| Your goal |
Write out the lines from the start of the rows through the line that contains "126L0 134V177L21 175ZM48", keeping every character unchanged and leaving the pictures out.

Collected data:
----

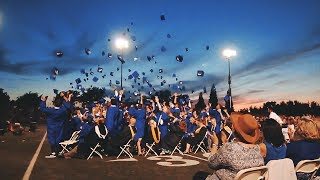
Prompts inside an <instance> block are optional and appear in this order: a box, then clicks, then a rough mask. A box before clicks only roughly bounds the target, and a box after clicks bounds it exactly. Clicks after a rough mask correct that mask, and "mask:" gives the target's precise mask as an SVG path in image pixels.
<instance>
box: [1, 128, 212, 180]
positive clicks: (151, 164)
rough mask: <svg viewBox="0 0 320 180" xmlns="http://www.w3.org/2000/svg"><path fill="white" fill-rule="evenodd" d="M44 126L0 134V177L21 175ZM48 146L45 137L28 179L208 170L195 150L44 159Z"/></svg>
mask: <svg viewBox="0 0 320 180" xmlns="http://www.w3.org/2000/svg"><path fill="white" fill-rule="evenodd" d="M45 133H46V126H45V125H42V126H40V127H38V129H37V130H36V132H34V133H33V132H27V131H25V132H24V133H23V135H21V136H14V135H13V134H12V133H6V134H5V135H4V136H0V154H1V156H0V157H1V160H0V179H1V180H2V179H3V180H7V179H8V180H11V179H22V178H23V176H24V175H25V172H26V170H27V168H28V166H29V164H30V161H31V159H32V158H33V156H34V154H35V152H36V150H37V148H38V146H39V144H40V142H41V140H42V138H43V136H44V135H45ZM49 153H50V147H49V144H48V142H47V139H45V141H44V143H43V146H42V147H41V150H40V153H39V155H38V157H37V159H36V161H35V164H34V167H33V168H32V171H31V174H30V179H41V180H42V179H47V180H52V179H54V180H57V179H77V180H81V179H91V180H93V179H152V180H157V179H192V178H193V176H194V175H195V174H196V173H197V172H199V171H205V172H209V173H210V172H211V170H210V168H209V167H208V164H207V161H206V159H207V158H206V157H204V156H203V154H202V153H201V152H198V153H197V154H195V155H194V154H189V155H184V156H182V155H180V154H178V153H175V154H174V156H173V157H170V156H160V157H157V158H155V156H153V155H149V156H147V157H143V156H134V158H133V159H129V158H128V157H127V156H121V157H120V158H119V159H118V160H117V159H116V157H114V156H111V157H105V156H104V157H103V159H100V158H99V157H98V156H94V157H93V158H92V159H89V160H83V159H61V158H55V159H45V156H46V155H48V154H49Z"/></svg>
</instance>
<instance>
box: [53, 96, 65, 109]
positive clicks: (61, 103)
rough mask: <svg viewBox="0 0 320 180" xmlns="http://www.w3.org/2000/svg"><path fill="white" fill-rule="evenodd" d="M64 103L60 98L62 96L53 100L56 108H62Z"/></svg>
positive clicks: (62, 98)
mask: <svg viewBox="0 0 320 180" xmlns="http://www.w3.org/2000/svg"><path fill="white" fill-rule="evenodd" d="M62 103H63V98H62V97H60V96H57V97H56V98H54V100H53V105H54V106H55V107H60V106H62Z"/></svg>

----

| Task output |
Prompts inside an <instance> block are optional and appear in this order: a box, then clicks, then a rough mask. A box before clicks only roughly bounds the target, and a box after clicks bounds it exactly. Clicks after a rough mask correct that mask, and "mask:" gives the target's precise mask as an SVG path in image pixels.
<instance>
box: [1, 128, 212, 180]
positive clicks: (151, 164)
rough mask: <svg viewBox="0 0 320 180" xmlns="http://www.w3.org/2000/svg"><path fill="white" fill-rule="evenodd" d="M44 126L0 134V177L21 175ZM48 146L45 137L28 179L208 170L195 150L44 159Z"/></svg>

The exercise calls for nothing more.